* Instrução 1 *
Apresente como tabela Markdown, com as colunas "Número" e "Linha", as linhas das entradas entre a que contém "Q: Identify a point on each instance of the stone" e a que contém "[(13, 195), (66, 126), (50, 176)]", inclusive, deixando de fora as linhas em branco.

Artigos de Jornal
Uma cidade com duas cabeças
Uma nota perdida numa das últimas páginas do 2° caderno de A Tarde me
provocou uma inútil reflexão urbana. Na década de 60, quando tive escritório no
Comércio, aquela área era a mais nobre da cidade. Ali estavam não só a “city"
baiana como as melhores lojas de artigos masculinos e os mais refinados
restaurantes de Salvador, como o do Clube do Comércio, no terraço do Banco da
Bahia, o aconchegante Caravelle e o Restaurante de Maria de São Pedro, tão
afinado em seu cardápio baiano a ponto de ser responsável pelas recepções do
Palácio da Aclamação.
Hoje, o Comércio, além de sede de alguns bancos, é um imenso terminal de ônibus
suburbanos, bazar de produtos de segunda qualidade e feira de camelôs, que
ocupam suas calçadas com barracas, tabuleiros, fogareiros e caldos de cana.
Seria a morte do "distrito central de negócios", para usar o conceito dos
urbanistas americanos, um fato inevitável, diante do nascimento de novos núcleos
comerciais, como a Barra e o Iguatemi? Creio que não. Isto não ocorre nem nos
países desenvolvidos, nem no terceiro mundo. Copacabana e a Barra da Tijuca,
embora sub-centros locais, não conseguiram desbancar a Av. Rio Branco. Porto
Alegre, Curitiba, Belo Horizonte, São Paulo e as demais capitais brasileiras,
não obstante uma relativa descentralização, mantêm a hegemonia de seus centros
tradicionais.
Paradoxalmente, uma das mais pobres cidades do Nordeste se daria ao luxo de
criar um novo centro hegemónico, o que vale dizer financeiro, coisa que nem
cidades imensamente mais ricas e congestionadas, como Paris, Nova Iorque, ou
Tóquio fizeram. Digo luxo, porque um novo centro demanda uma incalculável
inversão pública em infra-estrutura, implica no sucateamento dos investimentos
consolidados no centro precedente e desorganiza todo o mercado imobiliário da
cidade.
O que é pior, estamos implantando um novo centro sem planejamento urbano ou
setorial, num "laissez-faire” démodé, que toca a insensatez, diante da crise em
que vivemos e da falência da Prefeitura que é, em última instância, a
responsável pela instalação desta infraestrutura. Até um determinado momento, o
programa de descentralização, discutível em seus objetivos e implementação,
obedeceu a uma diretriz. Mas, deflagrada a corrida especulativa, abre-se mão de
qualquer controle, deixando a cidade á mercê dos operadores imobiliários.

* Entradas extraídas *
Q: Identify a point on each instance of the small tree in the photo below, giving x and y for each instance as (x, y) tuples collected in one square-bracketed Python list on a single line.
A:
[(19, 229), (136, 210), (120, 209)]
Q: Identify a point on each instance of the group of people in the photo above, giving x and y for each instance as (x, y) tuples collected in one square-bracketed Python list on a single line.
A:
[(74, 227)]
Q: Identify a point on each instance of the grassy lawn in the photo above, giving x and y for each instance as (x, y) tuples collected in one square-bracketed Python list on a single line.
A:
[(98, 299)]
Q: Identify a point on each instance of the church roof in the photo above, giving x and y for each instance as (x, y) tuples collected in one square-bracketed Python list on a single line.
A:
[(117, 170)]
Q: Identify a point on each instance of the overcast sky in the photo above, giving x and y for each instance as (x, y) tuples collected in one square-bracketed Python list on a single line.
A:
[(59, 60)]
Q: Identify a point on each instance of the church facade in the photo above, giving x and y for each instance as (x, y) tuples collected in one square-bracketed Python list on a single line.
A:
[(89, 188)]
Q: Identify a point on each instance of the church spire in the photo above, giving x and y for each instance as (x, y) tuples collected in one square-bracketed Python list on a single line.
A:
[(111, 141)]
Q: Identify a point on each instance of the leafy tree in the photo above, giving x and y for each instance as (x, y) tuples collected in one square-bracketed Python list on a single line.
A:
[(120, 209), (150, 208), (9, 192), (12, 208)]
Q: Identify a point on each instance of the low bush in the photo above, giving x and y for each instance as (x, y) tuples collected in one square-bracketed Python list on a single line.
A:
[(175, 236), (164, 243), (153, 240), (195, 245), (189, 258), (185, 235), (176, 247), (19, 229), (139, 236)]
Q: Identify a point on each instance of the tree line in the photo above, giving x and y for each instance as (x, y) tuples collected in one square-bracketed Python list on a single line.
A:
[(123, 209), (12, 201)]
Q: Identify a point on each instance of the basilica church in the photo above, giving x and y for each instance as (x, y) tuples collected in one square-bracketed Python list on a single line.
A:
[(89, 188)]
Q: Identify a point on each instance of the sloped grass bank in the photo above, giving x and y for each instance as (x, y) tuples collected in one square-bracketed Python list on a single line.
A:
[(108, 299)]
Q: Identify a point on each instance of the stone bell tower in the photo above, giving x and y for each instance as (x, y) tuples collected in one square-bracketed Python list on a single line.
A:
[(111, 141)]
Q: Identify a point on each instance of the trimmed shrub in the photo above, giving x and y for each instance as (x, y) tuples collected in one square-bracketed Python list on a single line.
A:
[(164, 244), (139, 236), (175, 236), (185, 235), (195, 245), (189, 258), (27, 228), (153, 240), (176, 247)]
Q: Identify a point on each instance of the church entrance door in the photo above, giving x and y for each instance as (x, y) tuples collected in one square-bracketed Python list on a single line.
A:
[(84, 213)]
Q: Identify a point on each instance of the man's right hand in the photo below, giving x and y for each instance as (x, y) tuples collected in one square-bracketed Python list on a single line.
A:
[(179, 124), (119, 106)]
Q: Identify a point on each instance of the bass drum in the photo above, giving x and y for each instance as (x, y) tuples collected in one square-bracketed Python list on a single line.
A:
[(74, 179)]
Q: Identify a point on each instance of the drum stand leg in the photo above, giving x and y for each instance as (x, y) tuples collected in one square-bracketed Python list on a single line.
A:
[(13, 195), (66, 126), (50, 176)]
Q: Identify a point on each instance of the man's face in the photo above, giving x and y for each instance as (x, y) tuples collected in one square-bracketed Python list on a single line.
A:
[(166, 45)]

* Instrução 2 *
Reproduza fielmente o trecho do texto extraído entre "O que é pior, estamos" e "dos operadores imobiliários.", inclusive.

* Resposta correta 1 *
| Número | Linha |
|---|---|
| 1 | Q: Identify a point on each instance of the stone bell tower in the photo above, giving x and y for each instance as (x, y) tuples collected in one square-bracketed Python list on a single line. |
| 2 | A: |
| 3 | [(111, 141)] |
| 4 | Q: Identify a point on each instance of the trimmed shrub in the photo above, giving x and y for each instance as (x, y) tuples collected in one square-bracketed Python list on a single line. |
| 5 | A: |
| 6 | [(164, 244), (139, 236), (175, 236), (185, 235), (195, 245), (189, 258), (27, 228), (153, 240), (176, 247)] |
| 7 | Q: Identify a point on each instance of the church entrance door in the photo above, giving x and y for each instance as (x, y) tuples collected in one square-bracketed Python list on a single line. |
| 8 | A: |
| 9 | [(84, 213)] |
| 10 | Q: Identify a point on each instance of the man's right hand in the photo below, giving x and y for each instance as (x, y) tuples collected in one square-bracketed Python list on a single line. |
| 11 | A: |
| 12 | [(179, 124), (119, 106)] |
| 13 | Q: Identify a point on each instance of the bass drum in the photo above, giving x and y for each instance as (x, y) tuples collected in one square-bracketed Python list on a single line. |
| 14 | A: |
| 15 | [(74, 179)] |
| 16 | Q: Identify a point on each instance of the drum stand leg in the photo above, giving x and y for each instance as (x, y) tuples collected in one square-bracketed Python list on a single line. |
| 17 | A: |
| 18 | [(13, 195), (66, 126), (50, 176)] |

* Resposta correta 2 *
O que é pior, estamos implantando um novo centro sem planejamento urbano ou
setorial, num "laissez-faire” démodé, que toca a insensatez, diante da crise em
que vivemos e da falência da Prefeitura que é, em última instância, a
responsável pela instalação desta infraestrutura. Até um determinado momento, o
programa de descentralização, discutível em seus objetivos e implementação,
obedeceu a uma diretriz. Mas, deflagrada a corrida especulativa, abre-se mão de
qualquer controle, deixando a cidade á mercê dos operadores imobiliários.